▶ _Brief_
Pictures do not belong in the copy, so please give every entry below again exactly.

● ● ● ●

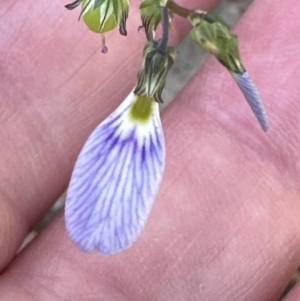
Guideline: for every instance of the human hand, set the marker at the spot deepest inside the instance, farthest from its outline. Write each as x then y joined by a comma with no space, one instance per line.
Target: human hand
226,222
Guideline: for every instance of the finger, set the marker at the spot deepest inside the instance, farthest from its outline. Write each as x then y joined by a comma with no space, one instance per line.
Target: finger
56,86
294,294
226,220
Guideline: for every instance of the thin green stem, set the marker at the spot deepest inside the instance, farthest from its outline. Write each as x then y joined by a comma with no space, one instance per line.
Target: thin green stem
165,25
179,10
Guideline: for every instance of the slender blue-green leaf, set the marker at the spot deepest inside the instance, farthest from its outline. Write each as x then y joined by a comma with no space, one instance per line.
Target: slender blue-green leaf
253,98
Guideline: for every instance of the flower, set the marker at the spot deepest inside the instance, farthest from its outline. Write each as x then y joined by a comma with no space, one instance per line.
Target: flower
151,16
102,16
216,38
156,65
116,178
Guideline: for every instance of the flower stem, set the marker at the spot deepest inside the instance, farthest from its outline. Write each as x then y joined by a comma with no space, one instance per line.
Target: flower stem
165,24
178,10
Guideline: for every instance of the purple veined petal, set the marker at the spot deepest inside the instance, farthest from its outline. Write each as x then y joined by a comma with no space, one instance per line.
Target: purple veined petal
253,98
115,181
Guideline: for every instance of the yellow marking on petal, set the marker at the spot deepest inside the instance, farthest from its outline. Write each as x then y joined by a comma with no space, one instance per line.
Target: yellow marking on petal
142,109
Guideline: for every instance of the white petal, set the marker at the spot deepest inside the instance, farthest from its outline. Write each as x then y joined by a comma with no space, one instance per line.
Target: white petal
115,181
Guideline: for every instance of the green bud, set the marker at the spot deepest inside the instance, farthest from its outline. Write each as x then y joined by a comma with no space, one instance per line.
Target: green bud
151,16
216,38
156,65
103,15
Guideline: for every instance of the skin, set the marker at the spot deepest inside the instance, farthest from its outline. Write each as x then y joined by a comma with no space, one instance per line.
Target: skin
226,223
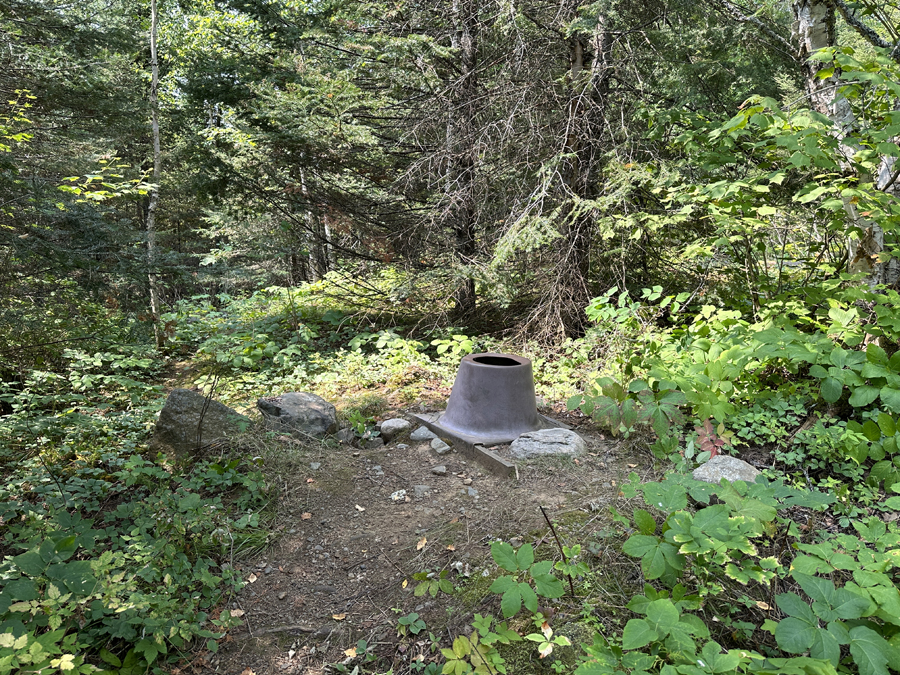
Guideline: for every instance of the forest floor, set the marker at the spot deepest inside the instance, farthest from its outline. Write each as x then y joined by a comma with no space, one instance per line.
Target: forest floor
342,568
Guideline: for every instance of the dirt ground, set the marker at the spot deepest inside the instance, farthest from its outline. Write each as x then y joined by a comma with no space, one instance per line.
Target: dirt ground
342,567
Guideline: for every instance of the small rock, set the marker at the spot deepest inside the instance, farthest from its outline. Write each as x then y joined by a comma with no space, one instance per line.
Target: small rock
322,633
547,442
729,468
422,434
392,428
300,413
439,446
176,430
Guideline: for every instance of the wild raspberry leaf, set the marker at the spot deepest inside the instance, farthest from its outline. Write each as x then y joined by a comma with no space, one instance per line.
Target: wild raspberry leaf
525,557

● ● ● ●

▶ _The response_
Guideline: for every instance of the human hand, set the marker at the spot deepest inside the instance, farthest from its outline. Write each as x then y joined by a comma with no space, one instance per line.
Target: human hand
226,222
Guideline: for every instance of the finger, set the marker at the spot deepest inside the instance, farthest from its outline. Write each as x then y joined by a comma with no space, one instance per line.
Target: finger
56,86
294,294
226,220
Guideline: for every instance of the thin green stem, set the marker at the spot deepest inside the instance, farthest from its outline. Write each as x then y joined by a comma with no space, one instance per line.
Target: thin green stem
165,25
179,10
Guideline: for every instance of the slender blue-green leaf, set the marker at the spot deepest inside the instance, farthest from its outline. Write each as x then y joined by a comma with no space, one instance per line.
Target: slender blue-green leaf
253,98
Guideline: for every instance of the flower, set the marker at the spot deepest inside the instance, farthest from its outline. Write each as x then y joined by a comma with no space, one instance per line.
Target: flower
151,16
102,16
216,38
156,65
116,178
Guideline: for every instance of the flower stem, set the marker at the spot deepest inside the instance, farthest from its outline. Write each as x then y joined by a comma with no space, one instance per line.
Target: flower stem
165,24
178,10
Guideline: for every instance of the purple veined petal, set the marker at the spot deepest inside the instance, farthest from its outline. Write each as x then y joined by a comma with no space, one instance per line.
Target: purple veined petal
253,98
115,181
Guideline: for every instance of the yellow marking on petal, set the marker at the spot deepest inside the instance, farthest from its outline. Write each as x then y joined by a comma with no space, one instance per line.
Target: yellow marking on petal
142,109
Guideline: for every instance of the white petal, set the marker at the spot deepest inside the instance, farthest from its outline. Write each as x then y joined by a comma with no space, one instance per line.
Target: white petal
115,181
Guideline: for every instance of the green bud, set the marker at the spot deepest inside the instance, farthest from its outline. Write each as x then y joined by a comma with no space, one instance per line.
Target: green bud
151,16
216,38
156,65
103,15
Guideline: for every instance of the skin, set the marker at the spot deepest inside the instance, farthest from its outline. Write each as x then y joined by a comma with no space, one instance per line.
Target: skin
226,223
Guideline: for every instance of the forest floor, set the marker at the spot deepest inside the instance, farthest from its outline. Write each as x then y joined by a comma with no space, one instance per line.
Target: forest floor
342,568
Guideline: for every instance of the dirt ground, set the marker at the spot deepest inside the instance, farthest from its outline. Write each as x then y joined by a comma with no space, one instance per line.
Target: dirt ground
342,567
Guideline: for every instance of the small rock, set the marker at the spot deepest inside the instance, farthest from its outline. Write each as x then y joined by a comma with no space, one instance per line.
Target: small rock
322,633
547,442
729,468
422,434
392,428
300,413
439,446
176,430
Guideline: for every instance of the wild raspberry leaf, set the marker at the spot deepest inside the instance, farthest from its outline. Write each as x then y joined by a comma with no space, one instance per line.
Target: wild raspberry leaf
525,557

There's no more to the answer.